**Source passage**

#####

When Katherine Frazier was a teenager in Silver Spring, Maryland, back in the '60s, smoking was the "in" thing to do. She thought it was glamorous. She thought it was cool. Her friends smoked, her parents smoked, and at the time, no one knew that smoking tobacco could kill you.
Fast-forward 40 years. Frazier, 57, still smokes, but she wants to quit. She knows that the longer she puffs, the higher her risk for developing certain health problems, including heart disease and certain cancers.
In her battle against the butt, Frazier has stuck on patches, chewed gum and even tried going cold turkey. Sometimes it worked, but never for long. "I am desperate to quit smoking for good," she said.
Soon, she might have another tool at her disposal.
The National Institute on Drug Abuse, a division of the National Institutes of Health, gave Nabi BioPharmaceuticals a $10 million grant to take its anti-nicotine vaccine, NicVAX, to Phase III clinical trials.

#####

**Extracted information**
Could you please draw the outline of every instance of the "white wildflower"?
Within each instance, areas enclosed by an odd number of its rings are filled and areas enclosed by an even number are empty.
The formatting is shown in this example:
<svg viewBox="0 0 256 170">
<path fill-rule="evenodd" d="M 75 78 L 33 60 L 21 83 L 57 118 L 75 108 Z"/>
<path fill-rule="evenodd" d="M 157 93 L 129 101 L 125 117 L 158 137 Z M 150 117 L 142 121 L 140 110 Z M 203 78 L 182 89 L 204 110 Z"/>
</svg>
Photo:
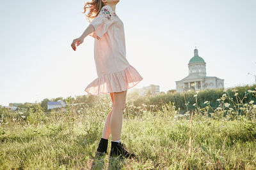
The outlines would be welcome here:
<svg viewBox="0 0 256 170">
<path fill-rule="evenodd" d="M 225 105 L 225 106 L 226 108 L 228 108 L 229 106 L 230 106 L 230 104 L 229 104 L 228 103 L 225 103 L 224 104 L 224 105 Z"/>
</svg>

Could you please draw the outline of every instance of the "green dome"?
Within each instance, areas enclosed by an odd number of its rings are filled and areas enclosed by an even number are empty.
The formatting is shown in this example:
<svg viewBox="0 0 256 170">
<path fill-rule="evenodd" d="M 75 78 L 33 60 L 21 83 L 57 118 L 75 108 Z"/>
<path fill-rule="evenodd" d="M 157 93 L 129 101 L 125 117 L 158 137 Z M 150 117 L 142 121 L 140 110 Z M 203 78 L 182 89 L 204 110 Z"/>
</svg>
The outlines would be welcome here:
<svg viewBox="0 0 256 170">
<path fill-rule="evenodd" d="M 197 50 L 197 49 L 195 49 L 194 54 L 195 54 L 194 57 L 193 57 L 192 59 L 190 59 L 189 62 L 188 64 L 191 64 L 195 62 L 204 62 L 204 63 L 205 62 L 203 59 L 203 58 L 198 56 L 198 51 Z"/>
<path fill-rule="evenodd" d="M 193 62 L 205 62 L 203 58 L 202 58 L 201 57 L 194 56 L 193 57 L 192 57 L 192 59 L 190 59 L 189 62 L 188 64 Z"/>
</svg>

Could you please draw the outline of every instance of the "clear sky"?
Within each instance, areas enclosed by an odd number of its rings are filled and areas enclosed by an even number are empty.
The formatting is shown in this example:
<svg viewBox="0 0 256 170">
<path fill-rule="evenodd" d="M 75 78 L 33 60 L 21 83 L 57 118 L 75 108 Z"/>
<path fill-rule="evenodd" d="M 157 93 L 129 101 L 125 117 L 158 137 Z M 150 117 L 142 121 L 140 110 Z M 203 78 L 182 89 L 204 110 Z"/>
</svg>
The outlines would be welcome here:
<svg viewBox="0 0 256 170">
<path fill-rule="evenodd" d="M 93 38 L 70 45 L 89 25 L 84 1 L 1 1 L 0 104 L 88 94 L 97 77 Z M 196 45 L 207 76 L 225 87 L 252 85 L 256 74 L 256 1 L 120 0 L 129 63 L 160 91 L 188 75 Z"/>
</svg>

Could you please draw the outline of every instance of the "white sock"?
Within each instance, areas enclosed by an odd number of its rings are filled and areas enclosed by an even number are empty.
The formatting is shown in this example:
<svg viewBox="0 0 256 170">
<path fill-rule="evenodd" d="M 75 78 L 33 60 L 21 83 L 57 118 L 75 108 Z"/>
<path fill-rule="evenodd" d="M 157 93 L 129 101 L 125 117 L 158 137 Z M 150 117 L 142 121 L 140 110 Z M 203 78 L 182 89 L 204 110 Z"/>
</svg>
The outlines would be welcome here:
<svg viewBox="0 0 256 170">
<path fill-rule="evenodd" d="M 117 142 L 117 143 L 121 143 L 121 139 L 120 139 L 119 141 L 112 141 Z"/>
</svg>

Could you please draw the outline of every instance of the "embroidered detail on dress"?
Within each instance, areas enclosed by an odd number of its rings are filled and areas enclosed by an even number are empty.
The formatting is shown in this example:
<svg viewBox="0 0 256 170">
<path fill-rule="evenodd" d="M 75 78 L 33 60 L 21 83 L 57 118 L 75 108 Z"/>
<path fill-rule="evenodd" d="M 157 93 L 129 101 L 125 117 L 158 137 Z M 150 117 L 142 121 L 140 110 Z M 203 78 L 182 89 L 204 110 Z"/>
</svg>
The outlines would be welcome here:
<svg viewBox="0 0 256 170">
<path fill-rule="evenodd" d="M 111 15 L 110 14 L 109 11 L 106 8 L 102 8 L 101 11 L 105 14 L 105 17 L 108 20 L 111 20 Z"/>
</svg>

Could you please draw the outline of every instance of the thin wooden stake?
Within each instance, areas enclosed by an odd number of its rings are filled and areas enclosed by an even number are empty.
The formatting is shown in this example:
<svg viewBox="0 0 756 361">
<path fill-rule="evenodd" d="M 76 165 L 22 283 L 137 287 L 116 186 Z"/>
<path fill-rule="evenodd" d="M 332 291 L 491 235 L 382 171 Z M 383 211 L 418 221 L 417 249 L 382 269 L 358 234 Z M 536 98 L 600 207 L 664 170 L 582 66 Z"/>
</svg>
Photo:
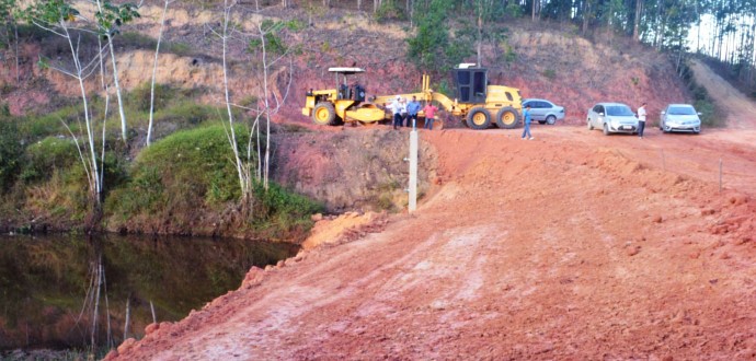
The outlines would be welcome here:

#####

Quote the full passage about Katherine Frazier's efforts to quit smoking word for word.

When Katherine Frazier was a teenager in Silver Spring, Maryland, back in the '60s, smoking was the "in" thing to do. She thought it was glamorous. She thought it was cool. Her friends smoked, her parents smoked, and at the time, no one knew that smoking tobacco could kill you.
Fast-forward 40 years. Frazier, 57, still smokes, but she wants to quit. She knows that the longer she puffs, the higher her risk for developing certain health problems, including heart disease and certain cancers.
In her battle against the butt, Frazier has stuck on patches, chewed gum and even tried going cold turkey. Sometimes it worked, but never for long. "I am desperate to quit smoking for good," she said.
Soon, she might have another tool at her disposal.
The National Institute on Drug Abuse, a division of the National Institutes of Health, gave Nabi BioPharmaceuticals a $10 million grant to take its anti-nicotine vaccine, NicVAX, to Phase III clinical trials.